> **CHALLENGE**: From the line containing "Your role is a visual grounding assistant. You" to the end of the data, retype every line exactly and nothing else. Drop the pictures.

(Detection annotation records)
** START **

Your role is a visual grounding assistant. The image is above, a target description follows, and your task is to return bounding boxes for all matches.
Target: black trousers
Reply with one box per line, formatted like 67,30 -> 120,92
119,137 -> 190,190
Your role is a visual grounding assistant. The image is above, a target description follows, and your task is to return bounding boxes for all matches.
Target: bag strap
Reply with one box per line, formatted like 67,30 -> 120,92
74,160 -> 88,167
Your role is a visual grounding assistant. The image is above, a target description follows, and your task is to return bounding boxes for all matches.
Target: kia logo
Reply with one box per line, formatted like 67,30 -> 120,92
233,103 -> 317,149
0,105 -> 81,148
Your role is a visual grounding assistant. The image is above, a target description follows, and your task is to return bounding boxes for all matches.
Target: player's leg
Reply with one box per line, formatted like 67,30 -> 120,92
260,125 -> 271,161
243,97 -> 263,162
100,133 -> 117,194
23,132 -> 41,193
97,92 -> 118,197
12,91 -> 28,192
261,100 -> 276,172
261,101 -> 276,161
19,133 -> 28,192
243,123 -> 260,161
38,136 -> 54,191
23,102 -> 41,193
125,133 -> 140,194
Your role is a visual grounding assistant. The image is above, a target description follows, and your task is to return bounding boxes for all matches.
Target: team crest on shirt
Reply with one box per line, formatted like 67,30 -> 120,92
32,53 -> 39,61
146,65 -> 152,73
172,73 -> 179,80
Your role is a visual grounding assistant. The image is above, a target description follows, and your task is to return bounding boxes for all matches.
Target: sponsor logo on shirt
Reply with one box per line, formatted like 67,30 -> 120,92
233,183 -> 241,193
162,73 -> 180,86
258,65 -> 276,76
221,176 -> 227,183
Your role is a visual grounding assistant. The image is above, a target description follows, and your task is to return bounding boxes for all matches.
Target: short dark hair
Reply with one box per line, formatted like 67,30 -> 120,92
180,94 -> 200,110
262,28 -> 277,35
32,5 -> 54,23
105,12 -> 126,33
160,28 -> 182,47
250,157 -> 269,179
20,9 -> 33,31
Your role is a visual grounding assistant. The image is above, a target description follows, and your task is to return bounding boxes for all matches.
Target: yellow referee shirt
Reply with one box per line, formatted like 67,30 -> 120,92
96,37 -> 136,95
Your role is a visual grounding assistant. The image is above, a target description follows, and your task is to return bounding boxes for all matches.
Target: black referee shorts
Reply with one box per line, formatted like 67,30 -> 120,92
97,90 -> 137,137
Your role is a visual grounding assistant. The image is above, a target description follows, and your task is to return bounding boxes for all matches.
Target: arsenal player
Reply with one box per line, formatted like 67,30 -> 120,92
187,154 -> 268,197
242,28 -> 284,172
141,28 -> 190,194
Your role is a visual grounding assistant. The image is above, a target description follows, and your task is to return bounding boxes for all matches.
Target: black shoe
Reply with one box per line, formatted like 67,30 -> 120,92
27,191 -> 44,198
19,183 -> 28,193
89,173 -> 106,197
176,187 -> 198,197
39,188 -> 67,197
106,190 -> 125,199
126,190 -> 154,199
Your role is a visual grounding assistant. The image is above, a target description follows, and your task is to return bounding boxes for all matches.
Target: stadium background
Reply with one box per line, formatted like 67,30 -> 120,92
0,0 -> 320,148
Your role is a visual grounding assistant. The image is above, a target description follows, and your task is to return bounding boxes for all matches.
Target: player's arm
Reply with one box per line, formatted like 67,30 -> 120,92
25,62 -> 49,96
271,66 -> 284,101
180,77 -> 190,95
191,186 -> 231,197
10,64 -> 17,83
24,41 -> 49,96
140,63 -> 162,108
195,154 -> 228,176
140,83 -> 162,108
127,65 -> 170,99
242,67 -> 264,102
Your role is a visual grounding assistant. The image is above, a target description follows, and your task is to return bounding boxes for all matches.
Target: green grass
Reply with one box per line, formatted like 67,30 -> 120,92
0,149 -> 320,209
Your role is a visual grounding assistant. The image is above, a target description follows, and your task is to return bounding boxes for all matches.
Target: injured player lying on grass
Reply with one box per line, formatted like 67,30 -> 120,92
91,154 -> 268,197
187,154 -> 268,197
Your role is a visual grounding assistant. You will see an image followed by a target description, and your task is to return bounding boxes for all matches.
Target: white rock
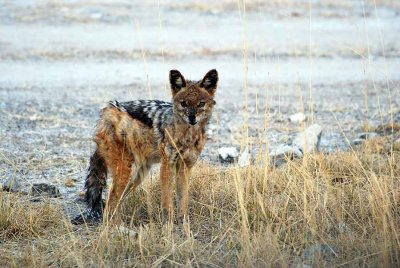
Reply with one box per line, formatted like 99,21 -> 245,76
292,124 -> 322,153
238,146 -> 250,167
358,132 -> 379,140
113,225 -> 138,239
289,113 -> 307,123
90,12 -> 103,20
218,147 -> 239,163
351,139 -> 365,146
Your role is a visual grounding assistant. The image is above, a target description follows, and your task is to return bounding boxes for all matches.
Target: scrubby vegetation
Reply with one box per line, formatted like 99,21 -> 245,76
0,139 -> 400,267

** END **

> **THE SOLUTION**:
Your role is a visual grounding assistant. You will see an image followed by a target description, and your task is to return bounding boxes for all matches.
Target: white rock
Reply with one box per line, formatted like 99,21 -> 245,76
292,124 -> 322,153
238,146 -> 250,167
358,132 -> 379,140
113,225 -> 138,239
289,113 -> 307,123
90,12 -> 103,20
218,147 -> 239,163
351,139 -> 365,146
Your role is a visual grounding assistant. The image is above, a target description follows, and your task is to return bounding boxes for all matches.
Target: scrubby vegetation
Reply with one box per line, formatted like 99,21 -> 245,76
0,139 -> 400,267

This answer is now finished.